Work required
Write out, with no changes, every line starting at the one that contains "Please mark the baby's face" and ending at the last line of the data below. Leave pictures out.

Exercise input
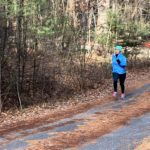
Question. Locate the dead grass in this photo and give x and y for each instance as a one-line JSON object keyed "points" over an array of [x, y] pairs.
{"points": [[145, 145]]}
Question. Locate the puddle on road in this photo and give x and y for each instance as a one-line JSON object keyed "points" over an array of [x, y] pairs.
{"points": [[63, 125], [125, 138]]}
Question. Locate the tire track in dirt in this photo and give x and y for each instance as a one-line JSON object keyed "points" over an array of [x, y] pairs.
{"points": [[102, 124], [70, 123]]}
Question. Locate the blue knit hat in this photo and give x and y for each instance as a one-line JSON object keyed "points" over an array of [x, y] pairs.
{"points": [[120, 48]]}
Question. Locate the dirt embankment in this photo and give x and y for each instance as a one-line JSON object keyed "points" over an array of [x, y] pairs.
{"points": [[145, 145], [103, 123], [35, 116]]}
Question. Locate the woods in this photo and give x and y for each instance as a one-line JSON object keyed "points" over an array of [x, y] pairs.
{"points": [[47, 46]]}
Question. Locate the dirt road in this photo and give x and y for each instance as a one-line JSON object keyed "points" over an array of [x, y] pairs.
{"points": [[102, 125]]}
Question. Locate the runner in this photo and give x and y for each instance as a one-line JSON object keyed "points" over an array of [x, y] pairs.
{"points": [[119, 64]]}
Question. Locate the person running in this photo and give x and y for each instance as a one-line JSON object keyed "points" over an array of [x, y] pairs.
{"points": [[119, 63]]}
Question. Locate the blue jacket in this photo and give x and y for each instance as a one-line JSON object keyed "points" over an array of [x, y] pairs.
{"points": [[116, 67]]}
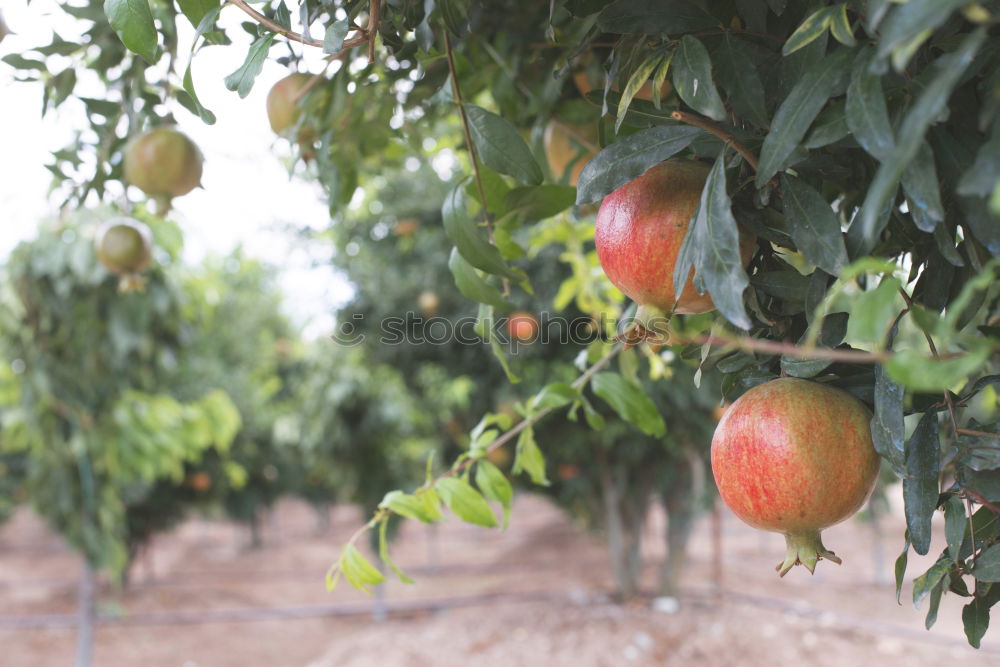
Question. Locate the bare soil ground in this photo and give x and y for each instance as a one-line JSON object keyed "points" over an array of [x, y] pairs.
{"points": [[534, 595]]}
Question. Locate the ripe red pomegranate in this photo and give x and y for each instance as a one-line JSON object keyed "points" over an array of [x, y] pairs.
{"points": [[795, 457], [283, 109], [163, 163], [522, 326], [640, 229]]}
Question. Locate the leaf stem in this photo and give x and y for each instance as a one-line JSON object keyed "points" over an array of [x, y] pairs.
{"points": [[711, 127]]}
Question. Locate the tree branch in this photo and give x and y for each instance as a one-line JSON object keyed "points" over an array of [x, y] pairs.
{"points": [[713, 128]]}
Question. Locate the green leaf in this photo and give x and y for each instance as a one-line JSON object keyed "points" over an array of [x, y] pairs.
{"points": [[358, 571], [988, 564], [471, 284], [635, 82], [920, 486], [383, 552], [627, 159], [133, 23], [553, 395], [712, 247], [811, 28], [917, 372], [874, 311], [692, 76], [630, 403], [840, 26], [529, 459], [867, 113], [792, 120], [495, 486], [976, 619], [483, 329], [815, 227], [421, 507], [500, 147], [920, 183], [738, 75], [463, 231], [196, 106], [242, 79], [887, 426], [900, 568], [925, 583], [467, 503], [654, 17], [195, 10], [333, 38], [954, 526], [910, 19], [929, 105]]}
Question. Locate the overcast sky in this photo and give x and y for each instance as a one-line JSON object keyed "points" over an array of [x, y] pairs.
{"points": [[248, 195]]}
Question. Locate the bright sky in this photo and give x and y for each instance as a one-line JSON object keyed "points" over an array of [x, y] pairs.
{"points": [[248, 196]]}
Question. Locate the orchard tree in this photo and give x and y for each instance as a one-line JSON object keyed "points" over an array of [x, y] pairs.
{"points": [[92, 405], [827, 171]]}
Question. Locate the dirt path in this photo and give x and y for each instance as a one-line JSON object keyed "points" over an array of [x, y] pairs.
{"points": [[532, 596]]}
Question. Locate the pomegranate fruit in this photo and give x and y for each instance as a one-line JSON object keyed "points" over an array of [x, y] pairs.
{"points": [[639, 232], [163, 163], [124, 246], [568, 148], [794, 457], [283, 110], [522, 326]]}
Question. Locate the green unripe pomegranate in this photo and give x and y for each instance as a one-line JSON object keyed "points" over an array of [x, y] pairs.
{"points": [[283, 110], [163, 163], [124, 246]]}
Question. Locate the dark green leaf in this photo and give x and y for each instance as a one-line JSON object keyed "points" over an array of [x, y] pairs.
{"points": [[471, 284], [925, 583], [738, 75], [888, 429], [988, 564], [627, 159], [867, 113], [630, 402], [900, 568], [467, 503], [653, 17], [133, 22], [910, 19], [812, 27], [242, 79], [920, 486], [463, 231], [976, 619], [928, 106], [500, 147], [333, 39], [815, 227], [712, 248], [691, 72], [797, 112], [529, 459]]}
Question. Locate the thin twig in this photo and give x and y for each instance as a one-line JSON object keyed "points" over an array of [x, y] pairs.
{"points": [[713, 128], [291, 34]]}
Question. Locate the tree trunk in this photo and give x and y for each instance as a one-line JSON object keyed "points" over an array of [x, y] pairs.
{"points": [[679, 502], [85, 615]]}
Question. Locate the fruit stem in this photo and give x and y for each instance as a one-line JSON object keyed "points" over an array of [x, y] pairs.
{"points": [[807, 549]]}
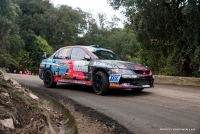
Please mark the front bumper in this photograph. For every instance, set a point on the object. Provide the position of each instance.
(145, 82)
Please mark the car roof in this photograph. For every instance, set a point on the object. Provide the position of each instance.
(90, 47)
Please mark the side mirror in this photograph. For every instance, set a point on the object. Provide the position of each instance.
(87, 57)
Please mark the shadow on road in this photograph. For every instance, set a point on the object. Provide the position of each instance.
(112, 92)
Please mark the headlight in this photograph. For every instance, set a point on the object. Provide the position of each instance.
(121, 71)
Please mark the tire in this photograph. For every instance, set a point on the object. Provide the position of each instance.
(137, 89)
(49, 79)
(100, 83)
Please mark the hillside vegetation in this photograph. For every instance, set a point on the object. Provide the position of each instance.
(162, 34)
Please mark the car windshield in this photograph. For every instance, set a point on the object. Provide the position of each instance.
(104, 54)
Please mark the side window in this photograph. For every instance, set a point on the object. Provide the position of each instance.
(63, 54)
(78, 54)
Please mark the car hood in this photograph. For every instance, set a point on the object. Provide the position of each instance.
(119, 64)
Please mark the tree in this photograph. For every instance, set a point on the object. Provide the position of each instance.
(168, 31)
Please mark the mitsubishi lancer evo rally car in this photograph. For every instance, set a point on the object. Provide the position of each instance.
(94, 66)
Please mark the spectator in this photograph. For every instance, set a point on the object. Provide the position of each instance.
(44, 56)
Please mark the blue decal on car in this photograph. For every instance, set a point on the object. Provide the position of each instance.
(114, 78)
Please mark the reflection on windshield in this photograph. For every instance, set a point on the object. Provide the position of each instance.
(105, 55)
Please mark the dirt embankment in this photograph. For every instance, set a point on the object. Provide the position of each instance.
(23, 112)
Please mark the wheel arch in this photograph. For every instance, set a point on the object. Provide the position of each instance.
(45, 69)
(99, 69)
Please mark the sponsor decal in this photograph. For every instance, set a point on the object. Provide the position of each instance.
(113, 85)
(81, 66)
(129, 76)
(103, 64)
(119, 65)
(73, 81)
(114, 78)
(145, 85)
(140, 67)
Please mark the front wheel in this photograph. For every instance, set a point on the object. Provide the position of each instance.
(100, 83)
(49, 79)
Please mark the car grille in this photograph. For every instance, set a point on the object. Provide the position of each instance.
(143, 82)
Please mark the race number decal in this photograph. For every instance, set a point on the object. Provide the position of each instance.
(114, 78)
(81, 66)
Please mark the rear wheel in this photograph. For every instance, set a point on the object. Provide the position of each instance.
(100, 83)
(49, 79)
(137, 89)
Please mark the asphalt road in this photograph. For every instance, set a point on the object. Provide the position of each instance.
(164, 109)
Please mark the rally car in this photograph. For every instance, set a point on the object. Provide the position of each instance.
(94, 66)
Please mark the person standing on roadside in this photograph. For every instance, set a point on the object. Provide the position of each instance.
(44, 56)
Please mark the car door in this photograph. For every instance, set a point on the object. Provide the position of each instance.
(80, 65)
(62, 63)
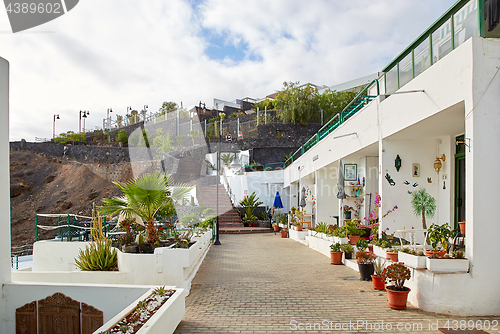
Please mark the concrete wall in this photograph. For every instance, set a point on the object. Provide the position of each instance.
(4, 190)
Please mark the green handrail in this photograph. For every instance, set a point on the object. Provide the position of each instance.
(358, 103)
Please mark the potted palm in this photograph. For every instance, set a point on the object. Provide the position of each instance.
(423, 204)
(438, 236)
(144, 197)
(348, 249)
(377, 279)
(336, 253)
(397, 294)
(365, 264)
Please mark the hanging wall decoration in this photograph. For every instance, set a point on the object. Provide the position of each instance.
(397, 163)
(415, 170)
(390, 180)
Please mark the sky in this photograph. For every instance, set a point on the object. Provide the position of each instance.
(121, 53)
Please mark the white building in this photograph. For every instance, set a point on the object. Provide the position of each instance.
(442, 89)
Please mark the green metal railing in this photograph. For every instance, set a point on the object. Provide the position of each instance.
(358, 103)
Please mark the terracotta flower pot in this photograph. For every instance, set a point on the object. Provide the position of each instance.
(336, 257)
(397, 299)
(378, 282)
(393, 256)
(365, 271)
(439, 254)
(462, 227)
(353, 239)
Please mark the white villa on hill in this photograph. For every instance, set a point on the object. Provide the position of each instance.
(439, 97)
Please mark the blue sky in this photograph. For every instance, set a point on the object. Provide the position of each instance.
(119, 53)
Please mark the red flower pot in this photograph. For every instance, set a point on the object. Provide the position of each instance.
(353, 239)
(378, 282)
(393, 256)
(397, 299)
(336, 257)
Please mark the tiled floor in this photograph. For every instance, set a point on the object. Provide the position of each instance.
(261, 283)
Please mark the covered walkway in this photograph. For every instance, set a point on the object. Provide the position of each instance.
(261, 283)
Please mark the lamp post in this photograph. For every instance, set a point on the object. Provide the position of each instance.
(144, 111)
(108, 120)
(85, 113)
(54, 127)
(217, 241)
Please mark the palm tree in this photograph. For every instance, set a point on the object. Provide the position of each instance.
(144, 197)
(423, 204)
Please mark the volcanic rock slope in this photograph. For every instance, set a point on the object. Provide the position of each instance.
(51, 185)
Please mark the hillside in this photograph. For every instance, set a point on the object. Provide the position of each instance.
(50, 185)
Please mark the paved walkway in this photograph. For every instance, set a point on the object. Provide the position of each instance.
(261, 283)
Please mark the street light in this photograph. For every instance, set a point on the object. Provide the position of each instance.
(108, 120)
(217, 241)
(85, 113)
(144, 111)
(54, 127)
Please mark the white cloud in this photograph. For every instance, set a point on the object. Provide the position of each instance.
(114, 54)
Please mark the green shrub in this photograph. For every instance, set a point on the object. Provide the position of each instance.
(122, 137)
(191, 219)
(98, 256)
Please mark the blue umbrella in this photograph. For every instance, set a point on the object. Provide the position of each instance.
(277, 201)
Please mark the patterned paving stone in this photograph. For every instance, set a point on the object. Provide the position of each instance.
(261, 283)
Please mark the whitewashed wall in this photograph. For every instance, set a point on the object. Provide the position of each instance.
(4, 190)
(258, 182)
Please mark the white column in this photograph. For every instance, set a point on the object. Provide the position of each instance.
(4, 189)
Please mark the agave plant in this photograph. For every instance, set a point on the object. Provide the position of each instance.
(423, 204)
(98, 256)
(144, 197)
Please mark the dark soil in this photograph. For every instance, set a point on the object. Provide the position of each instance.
(50, 185)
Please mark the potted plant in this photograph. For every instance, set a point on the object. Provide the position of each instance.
(348, 249)
(397, 294)
(362, 244)
(412, 258)
(438, 236)
(423, 204)
(336, 253)
(347, 211)
(365, 264)
(353, 232)
(454, 262)
(392, 254)
(377, 279)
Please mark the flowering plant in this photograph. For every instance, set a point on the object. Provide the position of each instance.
(397, 273)
(126, 238)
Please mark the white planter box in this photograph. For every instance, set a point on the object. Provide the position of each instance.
(297, 235)
(341, 240)
(319, 245)
(447, 265)
(165, 320)
(379, 251)
(413, 261)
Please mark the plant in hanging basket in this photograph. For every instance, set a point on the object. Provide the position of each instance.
(336, 253)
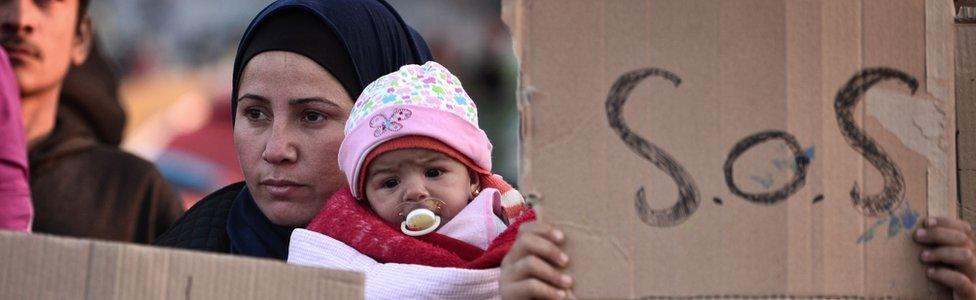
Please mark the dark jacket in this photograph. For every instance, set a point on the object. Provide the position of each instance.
(82, 184)
(204, 226)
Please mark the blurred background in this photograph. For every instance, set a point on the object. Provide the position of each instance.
(174, 61)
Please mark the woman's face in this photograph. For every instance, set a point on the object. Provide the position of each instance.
(289, 121)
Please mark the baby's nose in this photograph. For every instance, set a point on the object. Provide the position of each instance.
(415, 192)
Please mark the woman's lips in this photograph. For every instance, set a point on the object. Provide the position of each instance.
(20, 52)
(280, 188)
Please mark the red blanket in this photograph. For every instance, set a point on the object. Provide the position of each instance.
(351, 222)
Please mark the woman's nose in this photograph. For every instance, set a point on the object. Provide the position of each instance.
(281, 146)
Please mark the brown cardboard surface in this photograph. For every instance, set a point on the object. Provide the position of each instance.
(48, 267)
(670, 101)
(966, 118)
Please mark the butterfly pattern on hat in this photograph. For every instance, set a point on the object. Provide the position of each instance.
(392, 123)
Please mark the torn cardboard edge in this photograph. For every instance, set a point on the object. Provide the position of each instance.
(37, 266)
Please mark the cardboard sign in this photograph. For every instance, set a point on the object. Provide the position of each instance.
(48, 267)
(966, 117)
(724, 149)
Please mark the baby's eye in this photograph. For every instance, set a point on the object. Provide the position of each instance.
(433, 172)
(391, 183)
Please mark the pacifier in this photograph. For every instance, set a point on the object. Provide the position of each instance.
(422, 216)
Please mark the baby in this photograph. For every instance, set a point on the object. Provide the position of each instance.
(421, 190)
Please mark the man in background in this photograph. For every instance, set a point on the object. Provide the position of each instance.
(82, 184)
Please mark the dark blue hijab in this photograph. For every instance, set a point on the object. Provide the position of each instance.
(357, 41)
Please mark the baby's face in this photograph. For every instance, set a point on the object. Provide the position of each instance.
(413, 175)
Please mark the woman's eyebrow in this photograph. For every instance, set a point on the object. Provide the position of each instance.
(313, 100)
(253, 97)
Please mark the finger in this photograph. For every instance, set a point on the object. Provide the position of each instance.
(532, 289)
(942, 236)
(535, 245)
(961, 285)
(953, 223)
(535, 267)
(959, 258)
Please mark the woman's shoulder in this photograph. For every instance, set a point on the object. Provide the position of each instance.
(204, 226)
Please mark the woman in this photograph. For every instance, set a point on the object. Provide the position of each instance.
(298, 69)
(532, 268)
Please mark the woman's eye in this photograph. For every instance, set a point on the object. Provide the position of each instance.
(433, 172)
(313, 117)
(254, 114)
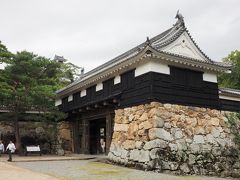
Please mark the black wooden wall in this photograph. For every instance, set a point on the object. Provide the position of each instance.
(229, 105)
(182, 86)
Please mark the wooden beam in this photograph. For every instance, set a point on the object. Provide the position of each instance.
(97, 105)
(88, 108)
(115, 101)
(105, 103)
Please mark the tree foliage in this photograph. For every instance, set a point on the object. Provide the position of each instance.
(231, 80)
(28, 83)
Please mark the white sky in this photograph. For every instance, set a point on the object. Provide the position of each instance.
(91, 32)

Completed exercise
Please mark the baby's face in this photograph. For every instance, set a point on the object. Provide the position of each instance.
(413, 175)
Please mark the woman's eyebrow in this photograph. For every instance, set a point on the object. Provide the position of each instance.
(313, 100)
(253, 97)
Please mark the finger in this photograph. For every instance, set a point on the object. Provide the position of each instance.
(532, 289)
(942, 236)
(535, 245)
(961, 285)
(953, 223)
(535, 267)
(959, 258)
Please mark the woman's shoulder in this photograph. For every instance, set a point on the object. Provide the position of each instance.
(204, 226)
Please mark the woman in this photograph. For every instance, set a point on the object. Provide the position of each instance.
(298, 69)
(532, 268)
Please mark the woman's eye in this photograph. For every instance, set a point on the object. Provide the position of each instance.
(433, 172)
(313, 117)
(254, 114)
Please mark the black wooden wall in this photograph. For every instance, set a point on the object. Provide the position of each instance.
(229, 105)
(182, 86)
Please mark the wooden beam in this photograph. For every instance, set a point on the object. Provide the position of each instance.
(97, 105)
(88, 108)
(115, 101)
(105, 103)
Please mark the tree foliage in this photograph. For every instance, set a point on the object. Provide the position of each instance.
(231, 80)
(28, 83)
Please mark the white sky in this photograph. For every instance, set a point on the object. Provide the position of each instance.
(91, 32)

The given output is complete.